Metin bloğu:
☆ ☆ ☆ ☆ ☆ ☆ ☆
Aslında ev kadını olmak da çok zor ya. Ben izindeyken 1 hafta evde pestilim çıkıyor. Hele çocuk bakmak daha zor inanın buna.. işteyken masa başında oturuyoruz çaylar geliyor, kahveler geliyor ama evde durum farklı. Ve hiçbir çalışan kadın tam olarak ev kadını gibi evine mukayyet olamaz. Yani yarım kalır bir şey.. eksik kalır, destek alması lazım ya temizlikçi olarak ya da akraba yardımları gibi… çalışmayınca bazı işler rutine binebiliyor evde iş birikmesi olmadığı için.. ama ikisinin de zorlukları var kaçınılmaz bir gerçek. Benim en büyük derdim 10 saat çalışıyor olmam ve 2 saat de yolda geçmesi, ctsi çoğunlukla geliyor olmam. Yani evime zaman ayıramamam.
son zamanlarda öyle bunaldımki, benle aynı sorunları yaşayan hemcinslerimle paylaşmak istedim tüm bu sorun ve sıkıntılarımı.. hem çalışan hem evli hemde çocuk sahibi bi kadın olunca zorlaşıyo hayat ister istemez.. sabah 7 de kalkıp akşam 5' e kadar çalışma hayatı.. Evde çocuğumla ilgilenip temizlik.. yemek vs.. zamanla yarışır haldeyim.. kendime ayıracak vakit hemen hemen yok gibi.. sadece koşturmaca.. Ev hanımlarını gerçekten kıskanır hale geldim.. Bekarken çalışmak kolayda evlendikten sonra hele çocuk olduktan sonra hayat acımasız bi hal alıyo.. ikinci çocuğu çok istememe rağmen cesaret edemiyorum artık.... Tüm samimiyetimle söylüyorum artık kendimi kadın gibi hissetmiyorum.. ev hanımlarının çalışan kadınlardan çok daha şanslı ve değerli olduklarını düşünür oldum... Mutlaka onlarında kendilerine göre sorunları illaki vardır ama en azından kendilerine vakit ayırabiliyorlar.. Özgürler en azından.. hem işte hem evde deli gibi bir koşturmaca.... Tüm bunların değeri bilinse bari.. benim durumumda olan hemcinslerim bu konuda neler düşünür acaba.... tüm bu koşturmacada kendinize vakit ayırabiliyomusunuz.... Bu sorumluluk sizleride yoruyormu?? paylaşalım istedim..
☆ ☆ ☆ ☆ ☆ ☆ ☆
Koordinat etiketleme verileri
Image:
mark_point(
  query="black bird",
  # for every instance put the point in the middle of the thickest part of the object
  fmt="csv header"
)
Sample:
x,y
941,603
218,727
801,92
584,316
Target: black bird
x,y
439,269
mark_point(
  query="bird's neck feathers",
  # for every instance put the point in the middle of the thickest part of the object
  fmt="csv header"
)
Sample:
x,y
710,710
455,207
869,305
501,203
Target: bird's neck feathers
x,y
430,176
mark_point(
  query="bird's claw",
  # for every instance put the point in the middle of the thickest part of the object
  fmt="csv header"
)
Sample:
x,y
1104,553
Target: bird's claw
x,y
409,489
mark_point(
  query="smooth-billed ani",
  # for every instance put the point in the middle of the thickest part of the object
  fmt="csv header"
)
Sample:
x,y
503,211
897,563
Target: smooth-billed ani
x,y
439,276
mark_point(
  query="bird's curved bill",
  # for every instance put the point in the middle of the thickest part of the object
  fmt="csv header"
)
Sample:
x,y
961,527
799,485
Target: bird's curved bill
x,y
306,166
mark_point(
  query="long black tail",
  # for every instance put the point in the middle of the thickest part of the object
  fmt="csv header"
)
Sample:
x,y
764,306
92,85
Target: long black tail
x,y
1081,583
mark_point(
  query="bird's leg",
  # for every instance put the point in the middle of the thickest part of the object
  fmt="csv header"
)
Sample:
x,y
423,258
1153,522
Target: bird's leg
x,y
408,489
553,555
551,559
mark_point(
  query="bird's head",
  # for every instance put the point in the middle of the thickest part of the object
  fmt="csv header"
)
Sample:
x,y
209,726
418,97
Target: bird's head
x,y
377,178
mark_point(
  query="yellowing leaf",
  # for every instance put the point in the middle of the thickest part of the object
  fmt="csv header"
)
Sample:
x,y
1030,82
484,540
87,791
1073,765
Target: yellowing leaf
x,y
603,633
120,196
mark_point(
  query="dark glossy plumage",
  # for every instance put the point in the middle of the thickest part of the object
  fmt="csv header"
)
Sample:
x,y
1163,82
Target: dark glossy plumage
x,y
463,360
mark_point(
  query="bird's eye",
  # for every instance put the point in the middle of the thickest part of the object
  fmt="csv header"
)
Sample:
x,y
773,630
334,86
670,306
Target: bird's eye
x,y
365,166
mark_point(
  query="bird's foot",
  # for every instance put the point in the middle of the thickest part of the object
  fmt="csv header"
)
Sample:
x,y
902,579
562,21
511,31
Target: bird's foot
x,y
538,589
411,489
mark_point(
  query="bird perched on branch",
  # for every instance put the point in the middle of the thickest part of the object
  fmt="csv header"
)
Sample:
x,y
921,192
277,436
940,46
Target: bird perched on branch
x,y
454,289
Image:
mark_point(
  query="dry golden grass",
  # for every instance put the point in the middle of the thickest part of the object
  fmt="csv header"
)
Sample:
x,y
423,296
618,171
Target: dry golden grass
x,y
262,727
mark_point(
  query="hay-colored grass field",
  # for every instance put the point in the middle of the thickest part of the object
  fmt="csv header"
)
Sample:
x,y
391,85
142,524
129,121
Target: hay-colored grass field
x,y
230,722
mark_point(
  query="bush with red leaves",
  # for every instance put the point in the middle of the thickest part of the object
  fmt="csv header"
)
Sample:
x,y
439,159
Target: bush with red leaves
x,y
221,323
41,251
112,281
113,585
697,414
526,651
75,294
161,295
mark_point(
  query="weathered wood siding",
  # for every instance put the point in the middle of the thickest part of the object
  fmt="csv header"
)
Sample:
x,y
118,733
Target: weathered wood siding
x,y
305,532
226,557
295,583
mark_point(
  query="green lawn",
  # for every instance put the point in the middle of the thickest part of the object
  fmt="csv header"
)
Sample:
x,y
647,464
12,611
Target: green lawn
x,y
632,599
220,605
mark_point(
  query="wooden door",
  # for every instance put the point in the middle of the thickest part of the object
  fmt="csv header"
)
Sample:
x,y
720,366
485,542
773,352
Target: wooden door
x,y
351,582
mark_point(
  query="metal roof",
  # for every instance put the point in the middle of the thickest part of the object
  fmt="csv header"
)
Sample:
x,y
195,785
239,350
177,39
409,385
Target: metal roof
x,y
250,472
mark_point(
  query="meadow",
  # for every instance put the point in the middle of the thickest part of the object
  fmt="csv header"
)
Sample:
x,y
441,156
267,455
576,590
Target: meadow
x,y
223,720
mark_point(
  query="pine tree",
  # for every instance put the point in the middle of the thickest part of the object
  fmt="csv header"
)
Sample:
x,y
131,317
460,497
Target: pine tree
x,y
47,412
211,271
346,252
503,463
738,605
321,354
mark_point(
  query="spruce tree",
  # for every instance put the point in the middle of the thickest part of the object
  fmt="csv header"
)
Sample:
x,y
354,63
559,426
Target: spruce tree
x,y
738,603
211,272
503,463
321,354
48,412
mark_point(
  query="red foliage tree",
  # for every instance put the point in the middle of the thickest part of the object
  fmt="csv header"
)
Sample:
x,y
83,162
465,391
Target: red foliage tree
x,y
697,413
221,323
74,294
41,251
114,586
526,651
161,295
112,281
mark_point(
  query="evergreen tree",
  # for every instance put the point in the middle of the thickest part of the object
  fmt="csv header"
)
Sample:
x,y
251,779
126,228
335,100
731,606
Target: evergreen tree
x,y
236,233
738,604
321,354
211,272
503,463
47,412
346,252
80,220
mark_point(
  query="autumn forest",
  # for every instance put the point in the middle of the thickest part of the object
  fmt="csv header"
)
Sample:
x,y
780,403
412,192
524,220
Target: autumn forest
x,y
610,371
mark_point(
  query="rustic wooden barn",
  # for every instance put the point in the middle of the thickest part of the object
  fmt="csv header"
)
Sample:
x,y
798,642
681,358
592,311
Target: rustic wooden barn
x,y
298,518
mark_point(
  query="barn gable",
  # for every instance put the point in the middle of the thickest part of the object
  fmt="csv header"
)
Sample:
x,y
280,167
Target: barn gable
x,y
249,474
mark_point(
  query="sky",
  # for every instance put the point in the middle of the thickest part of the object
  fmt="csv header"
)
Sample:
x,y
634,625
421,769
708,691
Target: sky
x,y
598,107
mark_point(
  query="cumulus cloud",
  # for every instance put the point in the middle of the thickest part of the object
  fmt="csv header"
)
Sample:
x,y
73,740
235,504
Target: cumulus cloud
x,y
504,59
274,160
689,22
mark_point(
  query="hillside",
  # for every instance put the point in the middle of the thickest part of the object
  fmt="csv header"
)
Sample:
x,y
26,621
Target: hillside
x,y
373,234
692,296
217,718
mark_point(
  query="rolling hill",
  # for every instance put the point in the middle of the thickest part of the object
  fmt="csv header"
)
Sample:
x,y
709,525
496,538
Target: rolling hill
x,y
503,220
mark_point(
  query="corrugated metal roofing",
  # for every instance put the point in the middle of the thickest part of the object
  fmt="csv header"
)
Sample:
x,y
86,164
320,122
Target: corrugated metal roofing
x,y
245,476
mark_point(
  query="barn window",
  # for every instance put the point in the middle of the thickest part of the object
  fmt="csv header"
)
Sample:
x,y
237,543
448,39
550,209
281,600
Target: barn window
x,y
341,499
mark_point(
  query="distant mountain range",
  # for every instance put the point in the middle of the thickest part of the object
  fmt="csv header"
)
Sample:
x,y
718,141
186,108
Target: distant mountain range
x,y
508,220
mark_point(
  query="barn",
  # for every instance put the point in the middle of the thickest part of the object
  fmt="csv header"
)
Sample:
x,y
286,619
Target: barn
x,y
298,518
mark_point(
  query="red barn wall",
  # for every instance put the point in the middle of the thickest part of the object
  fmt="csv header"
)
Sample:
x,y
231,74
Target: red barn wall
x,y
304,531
☆ ☆ ☆ ☆ ☆ ☆ ☆
Görev 1: Çalışan kadınlar üzerine yazının "Aslında ev kadını" sözleriyle başlayıp "evime zaman ayıramamam." sözlerinden sonra biten kısmını, "hafta" yerine "ay" koyarak yeniden yazar mısınız?
Görev 2:
Aşağıdaki ifadeler çalışan kadınlar üzerine yazıyla uyuşuyor mu? Her biri için evet ya da hayır deyin ve yazıdan belirleyici sözleri aynen alıntılayın.
(a) Yazıdaki kişilerden biri cumartesi günleri hiç işe gitmediğini söylüyor.
(b) Yazıdaki kişilerden biri ikinci bir çocuğu çok istediğini söylüyor.
(c) Yazıdaki kişilerden biri sabah 7'de kalktığını söylüyor.
Görev 3: Çalışan kadınlar üzerine yazıyı bittiği yerden devam ettirir misiniz?

Cevap 1:
Aslında ev kadını olmak da çok zor ya. Ben izindeyken 1 ay evde pestilim çıkıyor. Hele çocuk bakmak daha zor inanın buna.. işteyken masa başında oturuyoruz çaylar geliyor, kahveler geliyor ama evde durum farklı. Ve hiçbir çalışan kadın tam olarak ev kadını gibi evine mukayyet olamaz. Yani yarım kalır bir şey.. eksik kalır, destek alması lazım ya temizlikçi olarak ya da akraba yardımları gibi… çalışmayınca bazı işler rutine binebiliyor evde iş birikmesi olmadığı için.. ama ikisinin de zorlukları var kaçınılmaz bir gerçek. Benim en büyük derdim 10 saat çalışıyor olmam ve 2 saat de yolda geçmesi, ctsi çoğunlukla geliyor olmam. Yani evime zaman ayıramamam.

Cevap 2:
(a) Hayır: "ctsi çoğunlukla geliyor olmam"
(b) Evet: "ikinci çocuğu çok istememe rağmen cesaret edemiyorum artık"
(c) Evet: "sabah 7 de kalkıp"

Cevap 3:
Ben de ev hanimligi zor meslek diyenlere cok kiziyorum. zaten calisan kadinlar da ev hanimlarinin yaptigi isleri yapmak zorunda. ben rahatim yarim gun calisiyorum Allah sabir versin 7-8 e kadar calisip evdede islerini yetistirmeye calisan bayanlara
hem para kazanıp hem yıpranıyoruz.. ve tabi gün boyunca çocuklarımıza hasretiz.. hasta olduğunda bile yeteri kadar ilgilenememek.. valla öyle dolmuşumki.. çalışmanın tek artısı bi güvencenin olması.. onun haricinde bi kadın için bi anne için çokta bi anlam ifade etmiyo çalışmak.... para kazanan kadının daha çok değer görmesi gerekirken bence orda da ciddi bir tezatlık var.....
Evliyim ve 4. 5 yaşında dünyalar güzeli bir kızım var,
çalışıyorum, kendime de kızıma da eşime de evime de en üst seviyede zaman ayırabiliyorum.
Yalnız öncelikleri değişiyor tabiki zamana ve mekana göre.
Sabah 06:15'te kalkıyorum, hemen kendim hazırlanıp ( makyaj ,elbise,saç bunlar 40 dk mı alıyor.)
kızım ile eşimi uyandırıyorum.
Sabah kahvaltısını eşim de ben de yapmayız,
Kızıma hazırlasam o saatte mümkün değil yemez.
Kreşe bırakır bırakmaz kahvaltıya geçiş yaptıkları için ben de pek üzerinde durmuyorum.
Bazen 16:30 bazen 17:00'de işten çıkıyorum , kızımı alıp gelmemle saat 17:30 oluyor.
Okuldan karnı tok gelsin gelmesin belki az yemiştir ,belki yememiştir diye (çünkü yeme özürlü bir çocuğa sahibim.)
hemen ona yemek yediriyorum.
Kızım kreşte uyumadığı için yemek yedikten sonra sızıp kalıyor zaten
ben de 15 dk sonra alıp yatağına koyuyorum.
Yıkanacak çamaşır varsa onları makineye atıyorum.
Akşam yemeğini yapmaya geçiyorum.
Saat 19:00 gibi kızımı kaldırıp akşam yemeğini yediriyorum. O sırada eşim geliyor ,
biz de yemeğe geçiyoruz.
Çay bulaşık , v.s derken saat 21:00 oluyor .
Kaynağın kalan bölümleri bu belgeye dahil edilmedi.